**Task prompt**
Output all of the records again, exactly as written.

Referring expression grounding data:

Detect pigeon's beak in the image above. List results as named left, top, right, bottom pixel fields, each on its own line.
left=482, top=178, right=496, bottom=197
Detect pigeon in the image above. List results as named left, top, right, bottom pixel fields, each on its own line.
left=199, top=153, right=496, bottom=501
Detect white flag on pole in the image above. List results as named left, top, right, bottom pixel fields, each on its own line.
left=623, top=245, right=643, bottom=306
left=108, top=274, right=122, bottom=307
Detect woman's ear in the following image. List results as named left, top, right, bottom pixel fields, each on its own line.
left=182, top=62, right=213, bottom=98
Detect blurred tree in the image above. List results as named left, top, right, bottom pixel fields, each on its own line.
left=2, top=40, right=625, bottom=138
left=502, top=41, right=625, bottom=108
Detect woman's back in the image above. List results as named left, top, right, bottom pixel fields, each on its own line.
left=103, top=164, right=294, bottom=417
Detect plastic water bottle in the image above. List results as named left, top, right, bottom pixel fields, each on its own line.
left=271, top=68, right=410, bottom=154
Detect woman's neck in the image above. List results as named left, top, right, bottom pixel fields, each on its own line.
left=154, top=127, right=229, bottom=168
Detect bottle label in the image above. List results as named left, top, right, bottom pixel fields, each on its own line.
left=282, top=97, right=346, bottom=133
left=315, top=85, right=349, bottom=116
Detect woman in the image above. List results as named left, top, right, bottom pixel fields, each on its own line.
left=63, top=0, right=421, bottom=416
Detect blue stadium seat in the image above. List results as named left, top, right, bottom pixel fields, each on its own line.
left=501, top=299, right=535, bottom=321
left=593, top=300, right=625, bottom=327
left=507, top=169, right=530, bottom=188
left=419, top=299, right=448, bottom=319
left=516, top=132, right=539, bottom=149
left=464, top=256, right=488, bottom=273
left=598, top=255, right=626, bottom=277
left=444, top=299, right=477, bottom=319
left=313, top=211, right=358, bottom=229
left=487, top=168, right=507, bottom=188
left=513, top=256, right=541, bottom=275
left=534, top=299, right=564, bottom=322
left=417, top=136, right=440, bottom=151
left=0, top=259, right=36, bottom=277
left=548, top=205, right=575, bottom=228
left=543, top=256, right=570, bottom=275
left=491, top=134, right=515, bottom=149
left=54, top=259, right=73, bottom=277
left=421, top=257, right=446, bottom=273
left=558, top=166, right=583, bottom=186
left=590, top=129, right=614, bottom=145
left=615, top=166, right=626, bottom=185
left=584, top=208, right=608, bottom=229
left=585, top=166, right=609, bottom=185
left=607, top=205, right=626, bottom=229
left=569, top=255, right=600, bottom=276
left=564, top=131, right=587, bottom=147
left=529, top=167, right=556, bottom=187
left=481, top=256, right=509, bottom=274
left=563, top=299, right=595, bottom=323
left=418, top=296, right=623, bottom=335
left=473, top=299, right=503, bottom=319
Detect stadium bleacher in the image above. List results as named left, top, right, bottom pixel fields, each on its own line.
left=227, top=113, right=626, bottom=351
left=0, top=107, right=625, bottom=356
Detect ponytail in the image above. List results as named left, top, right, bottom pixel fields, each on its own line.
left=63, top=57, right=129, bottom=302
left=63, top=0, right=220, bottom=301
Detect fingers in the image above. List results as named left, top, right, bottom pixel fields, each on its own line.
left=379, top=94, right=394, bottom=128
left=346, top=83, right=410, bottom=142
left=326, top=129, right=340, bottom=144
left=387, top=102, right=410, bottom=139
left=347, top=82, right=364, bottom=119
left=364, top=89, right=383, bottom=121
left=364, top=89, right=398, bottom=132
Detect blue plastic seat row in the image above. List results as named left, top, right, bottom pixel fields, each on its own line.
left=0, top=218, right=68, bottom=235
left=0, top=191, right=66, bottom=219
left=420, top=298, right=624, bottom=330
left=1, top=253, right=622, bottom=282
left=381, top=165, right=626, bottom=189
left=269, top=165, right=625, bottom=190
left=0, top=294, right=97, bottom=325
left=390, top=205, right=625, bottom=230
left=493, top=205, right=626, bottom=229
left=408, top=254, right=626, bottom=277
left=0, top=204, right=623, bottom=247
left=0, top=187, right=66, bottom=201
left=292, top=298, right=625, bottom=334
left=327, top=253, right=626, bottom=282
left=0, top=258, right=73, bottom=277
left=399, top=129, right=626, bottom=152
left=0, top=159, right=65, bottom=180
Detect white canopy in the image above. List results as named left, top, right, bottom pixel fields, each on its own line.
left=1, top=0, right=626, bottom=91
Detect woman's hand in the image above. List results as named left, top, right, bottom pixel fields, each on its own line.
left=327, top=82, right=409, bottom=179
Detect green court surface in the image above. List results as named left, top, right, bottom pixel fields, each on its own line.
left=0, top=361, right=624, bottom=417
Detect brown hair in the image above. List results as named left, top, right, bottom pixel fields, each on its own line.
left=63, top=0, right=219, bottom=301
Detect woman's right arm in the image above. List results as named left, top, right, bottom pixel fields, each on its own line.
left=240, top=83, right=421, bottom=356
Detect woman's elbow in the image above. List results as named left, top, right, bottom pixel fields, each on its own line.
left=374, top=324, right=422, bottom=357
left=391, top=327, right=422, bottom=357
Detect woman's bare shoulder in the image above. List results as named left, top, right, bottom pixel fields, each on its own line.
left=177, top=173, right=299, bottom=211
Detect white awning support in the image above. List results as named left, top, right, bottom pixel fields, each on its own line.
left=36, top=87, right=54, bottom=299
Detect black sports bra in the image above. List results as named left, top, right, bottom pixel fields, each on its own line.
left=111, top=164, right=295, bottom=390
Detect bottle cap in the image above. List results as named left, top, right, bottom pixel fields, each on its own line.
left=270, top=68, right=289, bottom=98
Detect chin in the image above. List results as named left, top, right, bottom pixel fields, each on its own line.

**Solution**
Detect pigeon's beak in the image above. List results as named left, top, right, bottom pixel fields, each on its own line.
left=482, top=178, right=496, bottom=197
Detect pigeon in the image above. List results as named left, top, right, bottom pixel fields, each on its own line.
left=199, top=153, right=496, bottom=501
Detect white flag on pole in the image above. List results as named left, top, right, bottom pixel fields, each on its own line.
left=623, top=245, right=643, bottom=306
left=108, top=274, right=122, bottom=307
Detect woman's ear in the following image. List results as named left, top, right, bottom pixel fields, each on its own line.
left=182, top=62, right=213, bottom=98
Detect blurred tree in the image above. List results as named left, top, right, bottom pixel fields, each on its own line.
left=2, top=40, right=625, bottom=138
left=502, top=41, right=625, bottom=108
Detect woman's back in the image above. List results as named left, top, right, bottom pixel fields, each on its own line.
left=103, top=164, right=294, bottom=417
Detect plastic water bottle in the image above. List results as named left, top, right, bottom pixel fields, each on its own line.
left=271, top=68, right=410, bottom=154
Detect woman's neck in the image above. List results as named left, top, right, bottom pixel fields, each on its own line.
left=154, top=127, right=229, bottom=168
Detect bottle label in the image above. List results as named left, top, right, bottom pixel fields, each on its own line.
left=282, top=97, right=346, bottom=133
left=315, top=85, right=349, bottom=116
Detect woman in the image above. List results as named left, top, right, bottom pixel fields, each on its own line.
left=63, top=0, right=421, bottom=416
Detect blue stadium seat in the image above. List results as named left, top, right, bottom pixel fields, each on its own line.
left=501, top=299, right=535, bottom=321
left=593, top=300, right=625, bottom=327
left=507, top=169, right=530, bottom=188
left=419, top=299, right=448, bottom=319
left=516, top=132, right=539, bottom=149
left=464, top=256, right=488, bottom=273
left=598, top=255, right=626, bottom=277
left=444, top=299, right=477, bottom=319
left=313, top=211, right=358, bottom=229
left=487, top=168, right=507, bottom=188
left=513, top=256, right=541, bottom=275
left=534, top=299, right=564, bottom=322
left=417, top=136, right=440, bottom=151
left=0, top=259, right=36, bottom=277
left=548, top=205, right=575, bottom=228
left=543, top=256, right=570, bottom=275
left=491, top=134, right=515, bottom=149
left=54, top=259, right=73, bottom=277
left=421, top=257, right=446, bottom=273
left=558, top=166, right=583, bottom=186
left=590, top=129, right=614, bottom=145
left=615, top=166, right=626, bottom=185
left=584, top=208, right=608, bottom=229
left=585, top=166, right=609, bottom=185
left=607, top=205, right=626, bottom=229
left=569, top=255, right=600, bottom=276
left=564, top=131, right=587, bottom=147
left=529, top=167, right=556, bottom=187
left=481, top=256, right=509, bottom=274
left=563, top=299, right=595, bottom=323
left=418, top=296, right=623, bottom=335
left=473, top=299, right=503, bottom=319
Detect stadium bleacher in the image above. List results as named left, top, right, bottom pixel fields, each on its own line.
left=227, top=113, right=626, bottom=351
left=0, top=107, right=625, bottom=356
Detect ponytail in the image above. List results as named left, top, right, bottom pixel fields, each on its own line.
left=63, top=57, right=129, bottom=302
left=63, top=0, right=220, bottom=301
Detect fingers in the image above. List results as named left, top, right, bottom pixel fields, each on its own line.
left=379, top=94, right=394, bottom=128
left=346, top=83, right=410, bottom=142
left=326, top=129, right=340, bottom=144
left=387, top=102, right=410, bottom=139
left=347, top=82, right=364, bottom=119
left=364, top=89, right=383, bottom=121
left=364, top=89, right=398, bottom=132
Detect blue plastic seat row in the image above. List results as named left, top, right, bottom pixel fields, each on its own line.
left=0, top=218, right=68, bottom=235
left=0, top=191, right=66, bottom=219
left=420, top=298, right=624, bottom=330
left=1, top=253, right=622, bottom=282
left=381, top=165, right=626, bottom=189
left=269, top=165, right=625, bottom=190
left=0, top=294, right=97, bottom=325
left=390, top=205, right=625, bottom=230
left=493, top=205, right=626, bottom=229
left=408, top=254, right=626, bottom=277
left=0, top=204, right=623, bottom=247
left=0, top=187, right=66, bottom=201
left=292, top=298, right=625, bottom=334
left=327, top=253, right=626, bottom=282
left=0, top=258, right=73, bottom=277
left=399, top=129, right=626, bottom=152
left=0, top=159, right=65, bottom=180
Detect white canopy in the image above. List results as named left, top, right, bottom pixel fields, each on its own line.
left=1, top=0, right=626, bottom=91
Detect woman's hand in the image above. List results as named left, top, right, bottom pixel fields, each on its own line.
left=327, top=82, right=409, bottom=179
Detect green court surface in the image above. List results as named left, top, right, bottom pixel fields, each on its own line.
left=0, top=361, right=624, bottom=417
Detect brown hair in the image above. List results as named left, top, right, bottom pixel fields, each on its own line.
left=63, top=0, right=219, bottom=301
Detect woman's right arm in the image above. List results as named left, top, right, bottom pixel fields, each on its own line.
left=240, top=83, right=421, bottom=356
Detect woman's elbow in the image above. List results as named left, top, right, bottom pixel fields, each on its own line.
left=374, top=324, right=422, bottom=357
left=391, top=327, right=422, bottom=357
Detect woman's bare shoulder in the image above. List results as named left, top, right, bottom pixel fields, each on its own line.
left=177, top=173, right=299, bottom=211
Detect white awning support in the image above. List results as named left, top, right, bottom pixel fields, each on its own line.
left=36, top=87, right=54, bottom=299
Detect black sports bra in the image above. List results as named left, top, right, bottom pixel fields, each on its own line.
left=111, top=164, right=295, bottom=390
Detect bottle cap in the image above. List results as named left, top, right, bottom pixel fields, each on its own line.
left=270, top=68, right=289, bottom=98
Detect chin in the image above. List results as named left, top, right, bottom pixel fields, each on its own line.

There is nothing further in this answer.